(Saved data entries)
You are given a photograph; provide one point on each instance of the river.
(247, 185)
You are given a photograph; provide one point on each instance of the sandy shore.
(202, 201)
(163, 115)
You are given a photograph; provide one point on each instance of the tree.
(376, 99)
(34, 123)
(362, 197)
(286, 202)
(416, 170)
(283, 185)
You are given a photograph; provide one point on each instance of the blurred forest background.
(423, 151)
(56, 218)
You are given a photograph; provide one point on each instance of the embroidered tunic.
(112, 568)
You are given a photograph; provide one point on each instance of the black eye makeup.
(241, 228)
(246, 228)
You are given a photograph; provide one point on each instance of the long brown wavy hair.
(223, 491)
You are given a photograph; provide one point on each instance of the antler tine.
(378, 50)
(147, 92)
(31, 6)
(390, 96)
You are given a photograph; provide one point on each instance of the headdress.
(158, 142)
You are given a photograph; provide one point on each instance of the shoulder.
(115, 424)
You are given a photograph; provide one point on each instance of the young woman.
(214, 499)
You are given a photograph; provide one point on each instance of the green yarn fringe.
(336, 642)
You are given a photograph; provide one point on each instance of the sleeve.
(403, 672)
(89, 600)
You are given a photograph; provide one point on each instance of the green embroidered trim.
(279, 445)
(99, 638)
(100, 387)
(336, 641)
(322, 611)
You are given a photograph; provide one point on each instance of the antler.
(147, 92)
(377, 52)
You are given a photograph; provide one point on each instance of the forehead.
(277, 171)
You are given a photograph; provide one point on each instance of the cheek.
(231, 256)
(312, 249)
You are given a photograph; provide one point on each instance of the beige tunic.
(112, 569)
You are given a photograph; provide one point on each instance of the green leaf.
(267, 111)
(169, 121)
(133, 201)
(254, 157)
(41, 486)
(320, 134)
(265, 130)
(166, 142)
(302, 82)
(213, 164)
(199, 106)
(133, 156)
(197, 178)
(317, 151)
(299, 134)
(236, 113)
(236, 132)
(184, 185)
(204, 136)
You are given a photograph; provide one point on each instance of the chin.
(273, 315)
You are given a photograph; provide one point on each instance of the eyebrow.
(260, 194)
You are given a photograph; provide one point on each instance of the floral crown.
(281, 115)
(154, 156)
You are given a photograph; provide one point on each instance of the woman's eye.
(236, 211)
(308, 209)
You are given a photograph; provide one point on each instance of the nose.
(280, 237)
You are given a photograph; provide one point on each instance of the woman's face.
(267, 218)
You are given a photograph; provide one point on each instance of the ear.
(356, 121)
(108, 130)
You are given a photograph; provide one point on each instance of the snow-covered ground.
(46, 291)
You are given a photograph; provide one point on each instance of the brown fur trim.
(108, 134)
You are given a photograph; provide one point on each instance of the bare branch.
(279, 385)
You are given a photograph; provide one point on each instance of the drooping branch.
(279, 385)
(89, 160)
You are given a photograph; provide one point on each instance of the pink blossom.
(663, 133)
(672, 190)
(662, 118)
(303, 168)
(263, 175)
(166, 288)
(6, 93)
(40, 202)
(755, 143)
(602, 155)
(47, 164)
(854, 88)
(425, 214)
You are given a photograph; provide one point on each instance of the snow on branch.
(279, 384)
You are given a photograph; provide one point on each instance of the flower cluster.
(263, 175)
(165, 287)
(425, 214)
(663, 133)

> _WORK TO BE COMPLETED_: Present all of the rows above as a numbered list, skipping any blank lines.

> _FULL RESPONSE_:
1. You are given a photograph; provide one point on each instance of the river.
2. (247, 185)
3. You are given a photograph; provide one point on each instance of the sandy shore.
4. (202, 201)
5. (163, 115)
6. You are given a photograph; provide one point on each instance of the tree.
7. (376, 99)
8. (34, 123)
9. (362, 197)
10. (286, 202)
11. (416, 170)
12. (283, 185)
13. You are given a photograph; provide one point on each instance of the blurred forest background.
14. (423, 151)
15. (56, 218)
16. You are given a photograph; provide one point on each instance of the embroidered tunic.
17. (112, 568)
18. You are given a photograph; provide one point on each instance of the black eye makeup.
19. (241, 228)
20. (246, 228)
21. You are given a photograph; provide one point on each instance of the long brown wavy hair.
22. (223, 491)
23. You are given a photograph; provide one point on each instance of the antler tine.
24. (378, 50)
25. (147, 92)
26. (31, 6)
27. (390, 96)
28. You are given a photograph; provide one point on each instance of the headdress.
29. (158, 142)
30. You are given a photograph; provide one point on each instance of the shoulder.
31. (115, 424)
32. You are given a photograph; provide one point on each instance of the young woman.
33. (214, 499)
34. You are given a photograph; provide one point on each instance of the green yarn fringe.
35. (336, 642)
36. You are given a photograph; provide one point on each instance of the sleeve.
37. (403, 672)
38. (89, 600)
39. You are given a photograph; provide one point on each instance of the green embroidered trim.
40. (279, 445)
41. (99, 638)
42. (100, 387)
43. (336, 641)
44. (322, 611)
45. You are given a photograph; provide one point on each instance of the antler.
46. (147, 92)
47. (377, 52)
48. You are given a photograph; provide one point on each instance of the forehead.
49. (277, 171)
50. You are given a photograph; provide one point on each instance of the cheek.
51. (231, 256)
52. (312, 249)
53. You are given a photograph; provide one point on each instance of the beige tunic.
54. (112, 569)
55. You are given a photograph; provide one point on each instance of the green leaf.
56. (267, 111)
57. (169, 121)
58. (133, 201)
59. (254, 157)
60. (41, 486)
61. (320, 134)
62. (265, 130)
63. (166, 142)
64. (302, 82)
65. (213, 164)
66. (199, 106)
67. (133, 156)
68. (197, 178)
69. (317, 151)
70. (299, 134)
71. (236, 113)
72. (236, 132)
73. (184, 185)
74. (204, 136)
75. You are given a photograph; provide one point on each instance of the chin.
76. (273, 315)
77. You are given a photograph; provide one point on each instance of the eyebrow.
78. (260, 194)
79. You are given a photograph; provide one point on each instance of the floral crown.
80. (281, 115)
81. (154, 156)
82. You are given a photograph; provide one point on each instance of the woman's eye.
83. (236, 211)
84. (308, 209)
85. You are given a photograph; provide one point on each instance of the nose.
86. (280, 237)
87. You are given a photograph; provide one point on each instance of the woman's face.
88. (267, 218)
89. You are given a photograph; provide one point on each instance of the ear.
90. (356, 121)
91. (108, 130)
92. You are given a photograph; provide one point on each instance of the snow-covered ground.
93. (46, 291)
94. You are given a photograph; provide one point on each instance of the brown fur trim.
95. (108, 134)
96. You are given a photograph; provide one point on each instance of the bare branch.
97. (279, 385)
98. You are given a photograph; provide one point on each instance of the drooping branch.
99. (279, 385)
100. (89, 160)
101. You are given a photograph; provide one point on each instance of the pink blossom.
102. (663, 133)
103. (672, 190)
104. (662, 118)
105. (303, 168)
106. (263, 175)
107. (166, 288)
108. (6, 93)
109. (40, 202)
110. (755, 143)
111. (602, 155)
112. (47, 164)
113. (854, 88)
114. (425, 214)
115. You are given a photograph; provide one point on each instance of the snow on branch.
116. (279, 384)
117. You are given a photograph; provide one point on each instance of the flower cluster.
118. (263, 175)
119. (165, 287)
120. (425, 214)
121. (663, 133)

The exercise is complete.